## SHORT PROBLEM:
Render only the part of the listing below that starts at the line containing "Find the city" and ends at the line containing "pixel 804 435" as a numbered list, with both of those lines included. Leave out any blank lines.

_ _ _ _ _

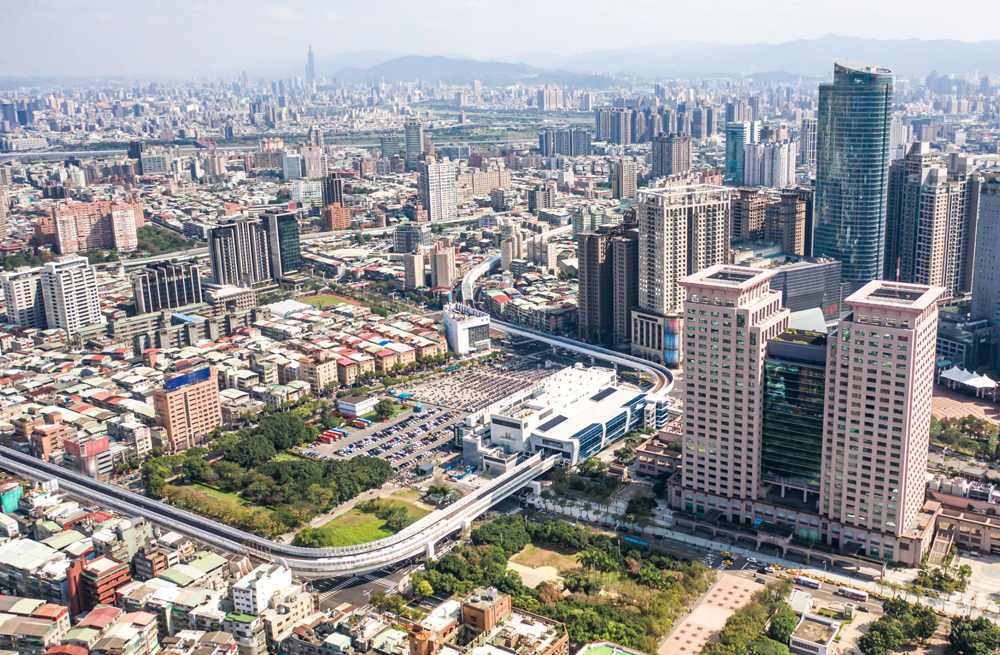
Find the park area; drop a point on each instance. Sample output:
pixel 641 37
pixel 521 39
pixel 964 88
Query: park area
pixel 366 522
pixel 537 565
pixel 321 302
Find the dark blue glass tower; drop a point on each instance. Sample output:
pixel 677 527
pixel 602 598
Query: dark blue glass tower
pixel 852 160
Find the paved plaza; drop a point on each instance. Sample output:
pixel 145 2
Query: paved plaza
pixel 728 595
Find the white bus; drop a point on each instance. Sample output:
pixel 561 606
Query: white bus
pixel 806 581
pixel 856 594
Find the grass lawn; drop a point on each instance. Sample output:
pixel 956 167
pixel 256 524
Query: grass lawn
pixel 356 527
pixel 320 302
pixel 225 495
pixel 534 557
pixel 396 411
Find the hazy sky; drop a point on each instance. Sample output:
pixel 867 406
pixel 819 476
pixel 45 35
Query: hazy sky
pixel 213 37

_ _ _ _ _

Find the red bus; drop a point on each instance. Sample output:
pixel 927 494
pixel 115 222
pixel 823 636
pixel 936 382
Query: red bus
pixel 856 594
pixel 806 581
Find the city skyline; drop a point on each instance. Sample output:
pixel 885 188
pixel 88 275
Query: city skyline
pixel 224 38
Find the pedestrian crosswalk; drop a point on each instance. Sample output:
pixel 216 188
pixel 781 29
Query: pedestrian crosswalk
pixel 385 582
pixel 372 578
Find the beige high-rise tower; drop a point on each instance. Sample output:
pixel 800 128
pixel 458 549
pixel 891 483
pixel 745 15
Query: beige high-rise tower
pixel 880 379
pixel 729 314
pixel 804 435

_ _ _ _ _

## TASK ANSWER:
1. Find the city skyline; drop a point on each instance. Sample output:
2. pixel 885 188
3. pixel 88 275
4. Query: city skyline
5. pixel 224 38
6. Find the pedestrian crosswalk; drop a point on each instance. Sample output:
7. pixel 216 188
8. pixel 781 29
9. Query: pedestrian crosswalk
10. pixel 385 582
11. pixel 372 578
12. Find the beige high-rise tower; drop a point on each instance. Sample output:
13. pixel 800 128
14. pixel 458 549
15. pixel 891 483
16. pixel 745 15
17. Query: beige high-rise tower
18. pixel 880 379
19. pixel 729 314
20. pixel 804 435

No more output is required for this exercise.